The villain is the alcohol, not the person. People change when under the influence. They lose all sense of normality and once consumed at the rate of an alcoholic, the person you know is lost until they are fully sober. My mum and I call this the ‘monster’.
My dad acknowledges this side of him as the ‘monster’ – the side he wants us to stay well away from when it happens again. I used to get nightmares. I failed GCSEs at school. Instead of answering exam questions, I was too busy anticipating what I would be going home to, or worse, running away from.
When I was 15, I hid in the back of my mum’s wardrobe and pushed all of her clothes in front of me. Dad was smashing the house to pieces, kicking holes in doors and walls, smashing plates and cups, throwing anything he could get hold of across the room. It was the first time the police were called. My mum phoned them after I’d called her in hysterics.
But just like most people don’t have to think about being allergic to nuts – because they’re not allergic to nuts – most people don’t have to think about being an alcoholic.
The underlying fact is, whether you are aware of it or not, someone you know will have their own experience of alcoholism.

**About this exercise**
Can you reproduce the alcoholism passage word for word, beginning at the words "When I was 15, I" and stopping after "her in hysterics."? The lines that come after this aren't needed.

**Record excerpts**
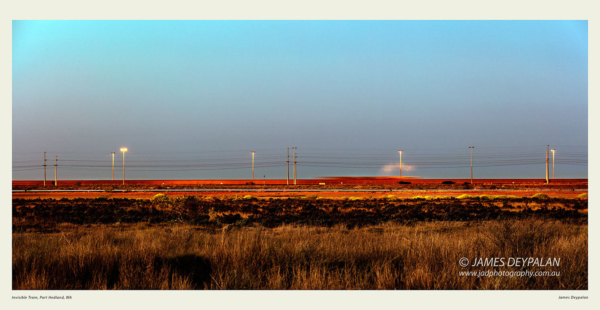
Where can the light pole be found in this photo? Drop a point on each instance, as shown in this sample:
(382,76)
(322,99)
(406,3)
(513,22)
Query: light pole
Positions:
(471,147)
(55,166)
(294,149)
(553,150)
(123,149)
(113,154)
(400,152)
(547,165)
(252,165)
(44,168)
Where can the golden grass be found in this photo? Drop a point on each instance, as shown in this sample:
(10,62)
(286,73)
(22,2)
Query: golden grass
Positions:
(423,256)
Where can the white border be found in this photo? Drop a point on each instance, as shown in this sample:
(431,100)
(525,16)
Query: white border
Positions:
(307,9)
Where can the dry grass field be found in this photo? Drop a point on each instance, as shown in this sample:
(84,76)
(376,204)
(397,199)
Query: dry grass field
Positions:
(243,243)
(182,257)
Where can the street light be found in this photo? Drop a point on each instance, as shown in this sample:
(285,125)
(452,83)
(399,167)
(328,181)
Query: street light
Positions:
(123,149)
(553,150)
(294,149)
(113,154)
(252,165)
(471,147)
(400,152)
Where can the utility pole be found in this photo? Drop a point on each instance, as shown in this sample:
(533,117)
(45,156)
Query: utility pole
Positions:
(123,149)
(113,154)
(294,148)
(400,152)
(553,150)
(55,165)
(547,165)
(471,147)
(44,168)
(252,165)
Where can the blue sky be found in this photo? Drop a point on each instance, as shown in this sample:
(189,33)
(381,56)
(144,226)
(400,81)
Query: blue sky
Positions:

**Task result**
When I was 15, I hid in the back of my mum’s wardrobe and pushed all of her clothes in front of me. Dad was smashing the house to pieces, kicking holes in doors and walls, smashing plates and cups, throwing anything he could get hold of across the room. It was the first time the police were called. My mum phoned them after I’d called her in hysterics.